Short task
Format the stretch of rows from the line containing "of the distant" through the line containing "[[341, 343], [317, 292], [334, 327]]" as a JSON list of strings, one string per line, skipping any blank lines. Include only those lines.
** begin Entries provided **
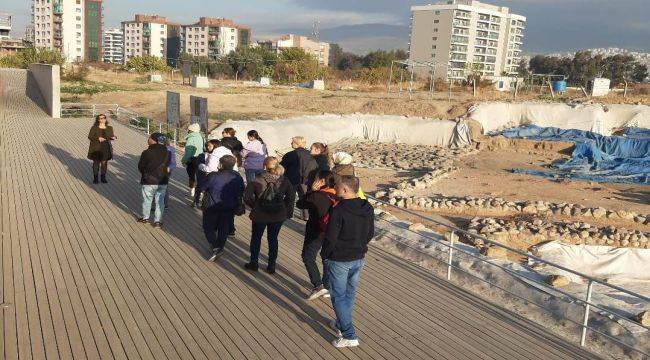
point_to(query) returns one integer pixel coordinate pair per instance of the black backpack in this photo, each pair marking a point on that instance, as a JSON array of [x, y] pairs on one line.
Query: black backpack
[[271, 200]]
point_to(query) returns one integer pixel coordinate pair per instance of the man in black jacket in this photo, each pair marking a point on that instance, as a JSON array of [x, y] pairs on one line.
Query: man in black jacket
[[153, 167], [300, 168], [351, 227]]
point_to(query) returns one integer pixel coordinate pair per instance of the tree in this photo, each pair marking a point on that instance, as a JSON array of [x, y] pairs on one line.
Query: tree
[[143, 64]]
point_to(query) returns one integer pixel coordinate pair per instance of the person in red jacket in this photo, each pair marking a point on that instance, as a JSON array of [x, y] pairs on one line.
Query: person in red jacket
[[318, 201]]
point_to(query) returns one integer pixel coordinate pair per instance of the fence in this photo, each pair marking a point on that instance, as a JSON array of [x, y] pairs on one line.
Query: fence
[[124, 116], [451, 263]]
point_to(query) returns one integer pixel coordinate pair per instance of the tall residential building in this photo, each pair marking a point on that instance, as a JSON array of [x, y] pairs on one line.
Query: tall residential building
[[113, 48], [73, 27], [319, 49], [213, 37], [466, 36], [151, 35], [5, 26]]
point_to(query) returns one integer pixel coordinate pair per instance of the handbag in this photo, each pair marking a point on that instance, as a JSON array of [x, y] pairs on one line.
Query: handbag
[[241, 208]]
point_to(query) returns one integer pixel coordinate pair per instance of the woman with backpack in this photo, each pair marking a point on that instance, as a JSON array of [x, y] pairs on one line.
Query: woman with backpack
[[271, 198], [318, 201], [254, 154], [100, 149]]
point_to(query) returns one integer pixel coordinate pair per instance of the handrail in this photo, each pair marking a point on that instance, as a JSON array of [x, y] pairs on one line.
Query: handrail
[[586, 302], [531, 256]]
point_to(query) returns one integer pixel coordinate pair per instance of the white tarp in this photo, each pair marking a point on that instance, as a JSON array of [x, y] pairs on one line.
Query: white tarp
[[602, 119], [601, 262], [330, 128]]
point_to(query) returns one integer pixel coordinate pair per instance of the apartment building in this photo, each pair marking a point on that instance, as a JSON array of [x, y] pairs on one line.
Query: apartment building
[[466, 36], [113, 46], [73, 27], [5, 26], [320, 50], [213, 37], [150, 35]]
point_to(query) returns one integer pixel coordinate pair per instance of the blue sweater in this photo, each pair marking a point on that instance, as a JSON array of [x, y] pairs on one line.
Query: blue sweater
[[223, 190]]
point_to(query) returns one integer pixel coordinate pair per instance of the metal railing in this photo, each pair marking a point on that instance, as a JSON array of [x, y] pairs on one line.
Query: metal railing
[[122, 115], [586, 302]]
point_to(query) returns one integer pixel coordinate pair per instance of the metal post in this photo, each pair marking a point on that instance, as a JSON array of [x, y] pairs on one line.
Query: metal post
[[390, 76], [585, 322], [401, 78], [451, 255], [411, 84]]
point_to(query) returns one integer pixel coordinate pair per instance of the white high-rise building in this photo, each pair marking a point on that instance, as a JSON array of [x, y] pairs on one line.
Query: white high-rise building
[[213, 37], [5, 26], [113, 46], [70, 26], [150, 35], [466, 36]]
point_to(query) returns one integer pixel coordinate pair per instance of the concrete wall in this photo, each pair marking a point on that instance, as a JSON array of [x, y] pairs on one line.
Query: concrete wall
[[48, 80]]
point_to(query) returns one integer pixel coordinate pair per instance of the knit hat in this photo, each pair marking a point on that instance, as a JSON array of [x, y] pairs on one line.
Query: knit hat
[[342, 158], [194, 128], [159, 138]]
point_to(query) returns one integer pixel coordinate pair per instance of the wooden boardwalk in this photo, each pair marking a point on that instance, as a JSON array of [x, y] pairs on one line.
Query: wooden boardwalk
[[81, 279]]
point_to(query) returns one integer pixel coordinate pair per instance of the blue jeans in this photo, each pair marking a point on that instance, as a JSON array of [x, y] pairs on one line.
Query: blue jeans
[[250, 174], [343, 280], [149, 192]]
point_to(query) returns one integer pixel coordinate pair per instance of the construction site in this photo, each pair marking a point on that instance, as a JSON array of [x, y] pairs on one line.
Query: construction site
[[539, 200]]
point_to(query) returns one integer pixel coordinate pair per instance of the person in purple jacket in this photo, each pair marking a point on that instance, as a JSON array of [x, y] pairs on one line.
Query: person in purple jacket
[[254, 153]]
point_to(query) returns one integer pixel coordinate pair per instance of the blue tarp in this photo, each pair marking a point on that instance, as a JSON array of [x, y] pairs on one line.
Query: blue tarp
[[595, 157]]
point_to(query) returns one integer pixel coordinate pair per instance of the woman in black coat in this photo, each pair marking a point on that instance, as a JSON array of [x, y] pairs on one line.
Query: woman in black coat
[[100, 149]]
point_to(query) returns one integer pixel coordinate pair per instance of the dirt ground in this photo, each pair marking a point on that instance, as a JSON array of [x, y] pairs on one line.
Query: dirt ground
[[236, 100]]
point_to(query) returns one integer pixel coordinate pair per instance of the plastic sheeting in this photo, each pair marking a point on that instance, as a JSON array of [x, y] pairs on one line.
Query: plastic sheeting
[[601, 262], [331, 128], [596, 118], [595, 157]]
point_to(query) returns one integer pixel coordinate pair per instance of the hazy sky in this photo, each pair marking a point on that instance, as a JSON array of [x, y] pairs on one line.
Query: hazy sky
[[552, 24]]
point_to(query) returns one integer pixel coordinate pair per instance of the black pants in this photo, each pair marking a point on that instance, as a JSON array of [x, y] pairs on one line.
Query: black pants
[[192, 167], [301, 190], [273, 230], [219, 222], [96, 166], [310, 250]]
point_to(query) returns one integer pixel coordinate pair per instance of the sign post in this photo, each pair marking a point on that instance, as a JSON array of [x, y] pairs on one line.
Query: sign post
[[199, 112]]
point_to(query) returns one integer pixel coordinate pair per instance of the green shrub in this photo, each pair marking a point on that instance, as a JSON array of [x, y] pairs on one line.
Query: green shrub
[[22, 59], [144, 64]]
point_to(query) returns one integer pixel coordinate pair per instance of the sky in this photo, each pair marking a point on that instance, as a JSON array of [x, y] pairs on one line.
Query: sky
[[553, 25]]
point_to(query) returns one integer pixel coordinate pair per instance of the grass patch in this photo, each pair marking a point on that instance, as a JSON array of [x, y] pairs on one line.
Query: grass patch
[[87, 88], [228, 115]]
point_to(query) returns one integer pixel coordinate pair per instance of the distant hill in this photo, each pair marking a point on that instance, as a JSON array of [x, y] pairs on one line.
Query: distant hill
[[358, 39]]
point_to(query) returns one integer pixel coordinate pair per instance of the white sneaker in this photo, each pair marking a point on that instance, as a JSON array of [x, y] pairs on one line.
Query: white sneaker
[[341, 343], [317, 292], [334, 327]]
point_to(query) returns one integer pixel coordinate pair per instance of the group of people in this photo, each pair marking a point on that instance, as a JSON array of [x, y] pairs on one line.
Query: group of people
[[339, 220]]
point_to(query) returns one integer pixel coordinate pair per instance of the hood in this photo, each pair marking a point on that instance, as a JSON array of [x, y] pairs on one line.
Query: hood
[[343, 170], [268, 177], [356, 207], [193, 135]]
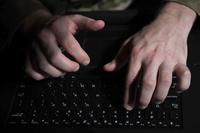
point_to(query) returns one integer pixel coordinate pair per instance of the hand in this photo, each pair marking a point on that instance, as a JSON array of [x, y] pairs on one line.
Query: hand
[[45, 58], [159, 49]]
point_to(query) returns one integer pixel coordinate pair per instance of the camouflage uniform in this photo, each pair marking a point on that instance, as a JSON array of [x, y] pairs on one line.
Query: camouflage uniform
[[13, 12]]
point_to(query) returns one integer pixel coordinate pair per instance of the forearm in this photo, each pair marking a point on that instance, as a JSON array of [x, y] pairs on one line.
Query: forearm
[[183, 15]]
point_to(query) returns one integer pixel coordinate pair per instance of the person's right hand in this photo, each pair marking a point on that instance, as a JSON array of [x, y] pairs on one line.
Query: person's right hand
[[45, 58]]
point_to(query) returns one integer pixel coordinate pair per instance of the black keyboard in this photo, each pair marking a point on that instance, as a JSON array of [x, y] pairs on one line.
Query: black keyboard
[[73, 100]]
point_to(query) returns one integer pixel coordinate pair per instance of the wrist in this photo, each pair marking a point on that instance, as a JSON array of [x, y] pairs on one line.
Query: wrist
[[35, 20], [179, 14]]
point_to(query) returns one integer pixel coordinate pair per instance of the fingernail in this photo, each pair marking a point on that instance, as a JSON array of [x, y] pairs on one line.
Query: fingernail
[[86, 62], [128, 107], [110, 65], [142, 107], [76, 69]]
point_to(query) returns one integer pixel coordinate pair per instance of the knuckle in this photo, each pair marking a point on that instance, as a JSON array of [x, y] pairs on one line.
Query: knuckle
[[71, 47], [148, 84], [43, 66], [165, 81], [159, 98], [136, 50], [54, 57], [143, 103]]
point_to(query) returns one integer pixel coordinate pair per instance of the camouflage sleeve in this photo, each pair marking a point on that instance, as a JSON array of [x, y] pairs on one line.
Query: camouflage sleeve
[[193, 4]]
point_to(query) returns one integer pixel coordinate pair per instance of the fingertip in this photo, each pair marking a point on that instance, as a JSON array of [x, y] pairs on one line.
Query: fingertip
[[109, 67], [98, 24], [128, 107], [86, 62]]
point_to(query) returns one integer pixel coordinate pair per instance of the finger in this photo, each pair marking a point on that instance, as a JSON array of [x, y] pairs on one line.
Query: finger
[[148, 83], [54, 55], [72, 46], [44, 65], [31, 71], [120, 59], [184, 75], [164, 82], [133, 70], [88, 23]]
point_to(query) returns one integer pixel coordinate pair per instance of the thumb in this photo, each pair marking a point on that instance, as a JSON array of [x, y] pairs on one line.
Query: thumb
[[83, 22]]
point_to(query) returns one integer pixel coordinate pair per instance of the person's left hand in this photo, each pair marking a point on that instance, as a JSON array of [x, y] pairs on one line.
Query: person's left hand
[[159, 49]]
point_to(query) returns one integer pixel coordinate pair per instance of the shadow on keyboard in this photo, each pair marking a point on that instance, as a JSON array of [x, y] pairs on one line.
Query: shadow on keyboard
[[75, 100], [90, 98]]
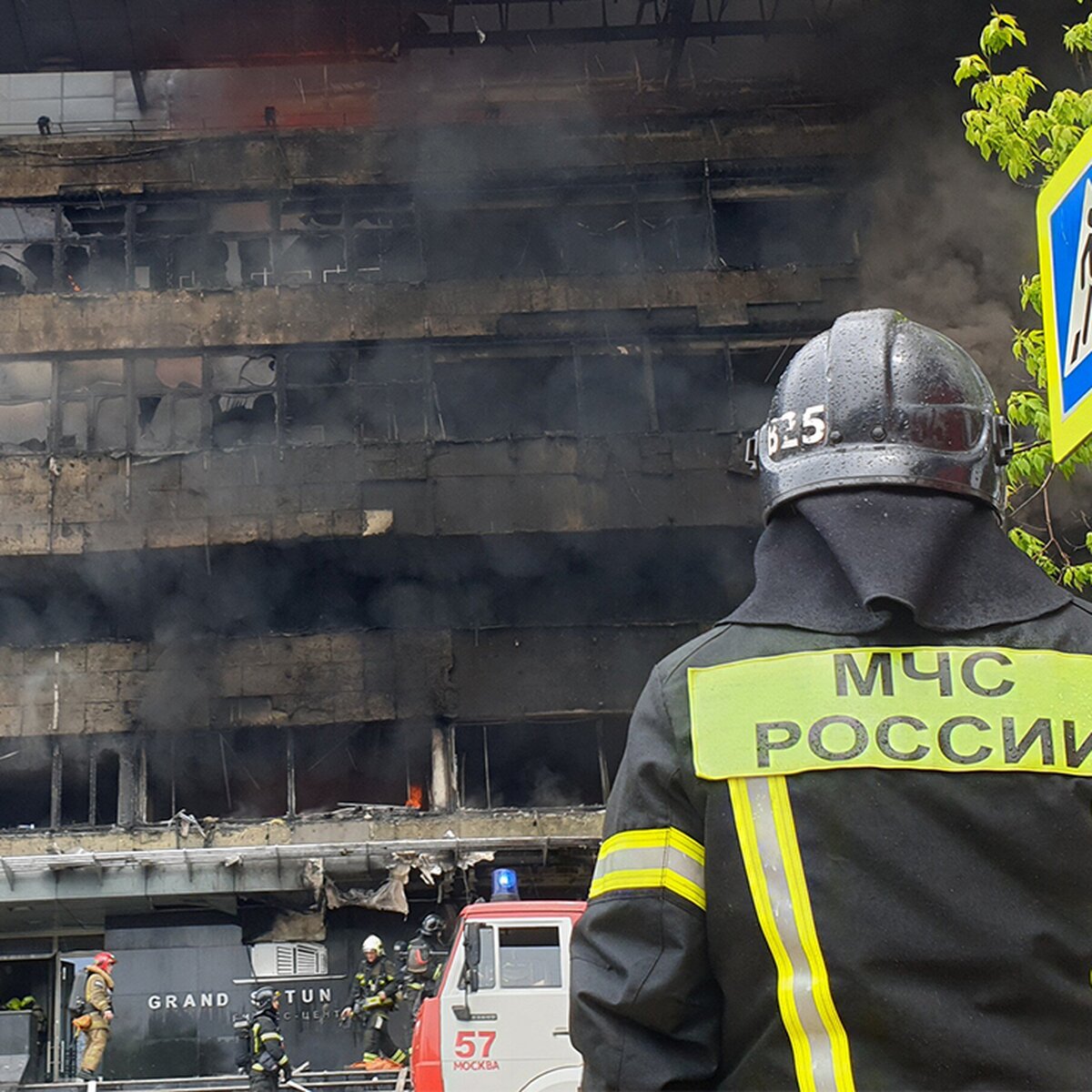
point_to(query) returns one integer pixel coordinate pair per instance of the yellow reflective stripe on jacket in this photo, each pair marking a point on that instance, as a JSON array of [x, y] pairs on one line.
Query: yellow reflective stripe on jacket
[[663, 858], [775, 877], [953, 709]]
** end Entries provided **
Reply to the task
[
  "point_to(query) returns one integer pixel coordinate pair per instance of the distant hill in this photo, each pair marking a point on that instance, as a JSON array of [x, y] pairs on one line.",
  "Query: distant hill",
  "[[358, 39]]",
  "point_to(query) returns one integer pixel coordinate pair per instance of the white sneaker in this photo, each pair marking a point on that instance, as a JSON array of [x, y] pairs on one line.",
  "Query: white sneaker",
  "[[341, 343], [317, 292], [334, 327]]"
]